• Provided passage
· · · · · · ·

The following function extracts the set of ids or names or salaries specified in “in clause”. First check that item is of Item_func type. Then check that first argument is field and the following arguments are not field type.

C++

vector<EmployeeWhereClauseUnit> Item_func_in_case(const Item *item)
{
	vector<EmployeeWhereClauseUnit> employeeWhereClauseUnitVector;
	const Item_func * itemFunction=dynamic_cast<const Item_func*>(item);
	Item **arguments=0;
	int inArgcount=0;
	if(itemFunction)
	{
		arguments=itemFunction->arguments();
		inArgcount=itemFunction->arg_count;
	}
	else
	{
		return employeeWhereClauseUnitVector;
	}
	Item *field=0;
	Item *value=0;
	if(dynamic_cast <Item_field*>(arguments[0]))
	{
		field = arguments[0];
	}
	else
	{
		return employeeWhereClauseUnitVector;
	}
	if(field&&field->item_name.ptr()&&_stricmp(field->item_name.ptr(),"id")==0)
	{
		LONG index;
		for (index = 1; index < inArgcount; index++)
		{
			if(dynamic_cast <Item_field*>(arguments[index]))
			{
				continue;
			}
			else
			{
				value = arguments[index];
			}
			EmployeeWhereClauseUnit myEmployeeWhereClauseUnit;
			myEmployeeWhereClauseUnit.id=value->item_name.ptr();
			myEmployeeWhereClauseUnit.name="";
			myEmployeeWhereClauseUnit.salaryRangeStart=MYSQL_UNSIGNED_INT_MIN_VALUE;
			myEmployeeWhereClauseUnit.salaryRangeEnd=MYSQL_UNSIGNED_INT_MAX_VALUE;
			employeeWhereClauseUnitVector.push_back(myEmployeeWhereClauseUnit);
		}
	}
	else if(field&&field->item_name.ptr()&&_stricmp(field->item_name.ptr(),"name")==0)
	{
		LONG index;
		for (index = 1; index < inArgcount; index++)
		{
			if(dynamic_cast <Item_field*>(arguments[index]))

· · · · · · ·

Rows of box annotation records

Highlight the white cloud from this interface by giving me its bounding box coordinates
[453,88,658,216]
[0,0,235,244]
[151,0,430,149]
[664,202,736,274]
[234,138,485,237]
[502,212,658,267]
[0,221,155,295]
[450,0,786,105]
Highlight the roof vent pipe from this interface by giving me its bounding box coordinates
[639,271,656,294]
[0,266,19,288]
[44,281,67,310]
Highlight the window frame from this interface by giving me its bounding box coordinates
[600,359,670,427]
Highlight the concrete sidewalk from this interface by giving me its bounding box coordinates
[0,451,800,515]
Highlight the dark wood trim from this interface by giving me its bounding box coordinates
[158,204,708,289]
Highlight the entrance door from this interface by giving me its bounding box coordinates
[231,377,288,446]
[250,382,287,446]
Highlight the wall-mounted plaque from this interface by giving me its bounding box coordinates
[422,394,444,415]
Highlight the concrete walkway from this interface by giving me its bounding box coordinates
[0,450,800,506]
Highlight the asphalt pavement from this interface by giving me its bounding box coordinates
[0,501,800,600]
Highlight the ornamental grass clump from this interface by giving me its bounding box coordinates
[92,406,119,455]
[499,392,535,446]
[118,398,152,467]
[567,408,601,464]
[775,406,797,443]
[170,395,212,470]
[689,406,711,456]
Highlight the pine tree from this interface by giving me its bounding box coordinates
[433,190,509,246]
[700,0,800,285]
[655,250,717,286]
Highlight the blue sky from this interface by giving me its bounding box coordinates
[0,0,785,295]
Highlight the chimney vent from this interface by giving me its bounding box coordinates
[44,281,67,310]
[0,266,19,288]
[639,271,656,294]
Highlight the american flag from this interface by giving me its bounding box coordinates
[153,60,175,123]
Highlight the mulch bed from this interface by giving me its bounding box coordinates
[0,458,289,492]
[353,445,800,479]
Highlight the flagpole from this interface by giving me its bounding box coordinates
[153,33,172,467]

· · · · · · ·

• What you need to do
What does the function in the in-clause code excerpt extract? Answer from the text by itself.

• Worked answer
It extracts the set of ids or names or salaries specified in the "in clause".